• ESTRATTO
►

FYI.

This story is over 5 years old.

Musica

L'esistenzialismo di Ruggeri

Una guida al periodo più oscuro e più bello di Enrico Ruggeri, quello di "Presente"

“Era la fine del '77. avevo dentro una rabbia pronta a esplodere,ridevo in faccia alle ingiustizie e non avevo paura di nulla. Non dormivo mai. In 3 cose su 4 non sono cambiato. Quando posso oggi dormo.”
Enrico Ruggeri , 3 luglio 2014

Un personaggio come Ruggeri non ha bisogno di presentazioni, ma di un’attenta analisi probabilmente si, dato che non tutti ne afferrano in pieno la caratura: questo perché, dal punto di vista artistico, è sempre stato una specie di anguilla. Partito nel 1977/78 coi Decibel, uno dei primi gruppi punk milanesi, quando era ancora un ventunenne col culo girato, il nostro frontman si teneva lontano anni luce dalla politicizzazione del movimento dell’epoca, tendendo anzi alla provocazione: stuzzica i pruriti dell’ortodossia, tanto da essere bollato come destrorso, cosa che in fondo era accaduta a tutti, dai Sex Pistols ai Germs. Dopo il primo album, esempio di punk rock ignorantissimo, Ruggeri e i Decibel si evolvono passando a un post punk elettronico che mescola Sparks, Ultravox e beat italiano, acquisendo una popolarità tale da sfiorare gli isterismi femminili più tipici delle boy band. Poi la difficile carriera solista, il vero grande successo e tutto ciò che esso comporta: dopo essere stato anche geniale autore per altre ugole: da Diana Est (mito di molti fans della Nu disco) a Fiorella Mannoia (ispirazione di molti Amici di Maria De Filippi), è lentamente caduto nelle grinfie della discografia ufficiale, duettando con improbabili partner (pensiamo a Morandi e Tozzi, con quell’inno al vuoto democristiano chiamato “Si Può Dare Di Più”), e facendo poi—negli anni Novanta—il verso ai Queen di Innuendo, per concludere con la conduzione di orrendi e sub/mediocri programmi Mediaset tipo Mistero.

◄

• LAVORO RICHIESTO
Secondo l'articolo su Enrico Ruggeri, perché il cantante avrebbe bisogno di un'attenta analisi? Spiegalo in una o due frasi. I record provengono da un'altra fonte.

• ELENCO DATI
►

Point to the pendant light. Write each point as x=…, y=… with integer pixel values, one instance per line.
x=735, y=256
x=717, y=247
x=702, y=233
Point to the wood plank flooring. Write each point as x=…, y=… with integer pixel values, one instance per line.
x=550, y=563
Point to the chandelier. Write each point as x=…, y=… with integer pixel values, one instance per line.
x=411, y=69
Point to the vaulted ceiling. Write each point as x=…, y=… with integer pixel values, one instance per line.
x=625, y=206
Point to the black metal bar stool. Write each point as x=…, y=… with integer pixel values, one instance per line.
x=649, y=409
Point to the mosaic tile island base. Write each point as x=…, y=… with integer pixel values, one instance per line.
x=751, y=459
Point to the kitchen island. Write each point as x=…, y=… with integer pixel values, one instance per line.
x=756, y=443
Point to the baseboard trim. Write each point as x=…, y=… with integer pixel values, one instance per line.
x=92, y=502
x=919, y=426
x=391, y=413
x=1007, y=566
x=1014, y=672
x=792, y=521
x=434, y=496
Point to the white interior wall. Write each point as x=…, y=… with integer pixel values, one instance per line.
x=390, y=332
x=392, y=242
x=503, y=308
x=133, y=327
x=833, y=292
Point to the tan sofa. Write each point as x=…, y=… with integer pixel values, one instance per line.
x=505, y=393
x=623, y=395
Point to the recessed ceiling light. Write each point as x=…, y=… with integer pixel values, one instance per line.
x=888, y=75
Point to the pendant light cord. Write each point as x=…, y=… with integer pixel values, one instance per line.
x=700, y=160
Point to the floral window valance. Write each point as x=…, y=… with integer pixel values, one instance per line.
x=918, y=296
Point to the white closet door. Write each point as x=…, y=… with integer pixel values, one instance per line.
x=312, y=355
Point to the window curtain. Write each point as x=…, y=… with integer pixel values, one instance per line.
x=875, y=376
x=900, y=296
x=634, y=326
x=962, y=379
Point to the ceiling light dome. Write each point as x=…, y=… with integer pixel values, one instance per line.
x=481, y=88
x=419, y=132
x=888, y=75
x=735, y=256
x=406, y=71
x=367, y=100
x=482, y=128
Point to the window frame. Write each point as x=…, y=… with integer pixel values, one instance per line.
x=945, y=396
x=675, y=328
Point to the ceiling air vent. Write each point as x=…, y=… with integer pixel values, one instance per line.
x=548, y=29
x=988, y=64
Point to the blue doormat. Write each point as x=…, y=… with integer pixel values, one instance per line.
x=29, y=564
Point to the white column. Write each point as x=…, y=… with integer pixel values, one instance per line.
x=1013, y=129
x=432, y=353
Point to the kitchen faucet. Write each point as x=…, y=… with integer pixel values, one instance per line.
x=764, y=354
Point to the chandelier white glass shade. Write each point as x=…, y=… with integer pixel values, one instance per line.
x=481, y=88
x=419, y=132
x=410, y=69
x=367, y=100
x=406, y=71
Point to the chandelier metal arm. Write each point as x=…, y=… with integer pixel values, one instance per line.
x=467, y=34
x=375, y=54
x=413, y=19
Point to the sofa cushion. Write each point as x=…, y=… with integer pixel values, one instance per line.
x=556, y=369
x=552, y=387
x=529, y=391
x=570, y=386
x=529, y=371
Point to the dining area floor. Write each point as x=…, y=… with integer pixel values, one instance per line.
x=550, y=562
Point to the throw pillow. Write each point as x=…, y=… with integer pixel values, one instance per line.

◄

• RISULTATO DELL'ESERCIZIO
Ha bisogno di un'attenta analisi perché non tutti ne afferrano in pieno la caratura. Questo succede perché, dal punto di vista artistico, Ruggeri è sempre stato una specie di anguilla.